* **Work instructions**
All the entries, exactly as they read, must be written out again.

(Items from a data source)
"""

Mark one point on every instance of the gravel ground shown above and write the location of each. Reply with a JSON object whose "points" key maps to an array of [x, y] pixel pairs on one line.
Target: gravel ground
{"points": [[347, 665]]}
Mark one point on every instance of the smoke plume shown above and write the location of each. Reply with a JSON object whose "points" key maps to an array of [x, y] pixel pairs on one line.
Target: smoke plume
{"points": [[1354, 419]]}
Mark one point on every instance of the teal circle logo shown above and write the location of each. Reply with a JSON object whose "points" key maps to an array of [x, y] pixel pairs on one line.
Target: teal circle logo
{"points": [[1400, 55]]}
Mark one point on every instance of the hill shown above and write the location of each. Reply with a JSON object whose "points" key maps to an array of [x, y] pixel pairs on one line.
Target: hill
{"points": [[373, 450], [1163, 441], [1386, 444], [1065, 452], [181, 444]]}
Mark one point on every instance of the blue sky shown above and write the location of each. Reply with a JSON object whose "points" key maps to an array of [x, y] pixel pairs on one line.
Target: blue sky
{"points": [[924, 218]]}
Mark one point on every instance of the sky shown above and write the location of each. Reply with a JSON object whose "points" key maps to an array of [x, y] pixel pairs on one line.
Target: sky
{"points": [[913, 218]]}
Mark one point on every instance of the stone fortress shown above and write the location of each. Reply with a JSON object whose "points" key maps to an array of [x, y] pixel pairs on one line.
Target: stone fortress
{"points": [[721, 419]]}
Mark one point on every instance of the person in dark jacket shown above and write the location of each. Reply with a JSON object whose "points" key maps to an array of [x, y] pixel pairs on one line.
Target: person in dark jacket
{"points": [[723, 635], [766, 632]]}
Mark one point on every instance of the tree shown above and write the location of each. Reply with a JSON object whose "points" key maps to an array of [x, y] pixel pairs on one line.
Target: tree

"""

* **Solution for this exercise**
Mark one point on every instance of the gravel ground shown above and write the location of each. Reply with a JSON object whose "points" key maps to an array of [x, y] pixel pairs on one line.
Target: gravel ground
{"points": [[347, 665]]}
Mark one point on every instance of the smoke plume shown above and write the location of each. Reply with a JSON object whose "points" key maps to an array of [x, y] pixel pairs on one line.
Target: smoke plume
{"points": [[1354, 419]]}
Mark one point on every instance of the teal circle logo shown above and write the location of each. Reply with a JSON object whose "points" key maps to an array of [x, y] pixel pairs on one line.
Target: teal circle logo
{"points": [[1400, 55]]}
Mark one point on every instance of the hill shown above and write the location of each. Reply with a JSON object whose "points" key maps to an array of [x, y] pixel pairs on one line.
Target: hill
{"points": [[373, 450], [1163, 441], [1386, 444], [1065, 452], [181, 444]]}
Mark one point on every instance of the blue sky shown above and write the location of each. Reply with a JSON object whose "points" key maps to an array of [x, y] pixel pairs on one line.
Target: blue sky
{"points": [[924, 218]]}
Mark one point on every instance of the sky shown above and write the location of each. Reply with a JSON object whose "points" key maps to an array of [x, y] pixel pairs on one line.
Target: sky
{"points": [[913, 218]]}
Mark one point on every instance of the stone fortress shown above and write the location of each. Reply with a JSON object whose "points" key maps to an array of [x, y] pixel pairs on one line.
Target: stone fortress
{"points": [[721, 419]]}
Mark one point on every instance of the person in dark jacket shown above and write the location of each. Reply with a JSON object whose "points" key maps to an array of [x, y] pixel pairs on one line.
Target: person in dark jacket
{"points": [[723, 635], [766, 632]]}
Mark one point on every instance of the tree shown above and write the location of each. Reply with a JSON object whose "points" key maps to an array of [x, y] pixel pairs on one line.
Target: tree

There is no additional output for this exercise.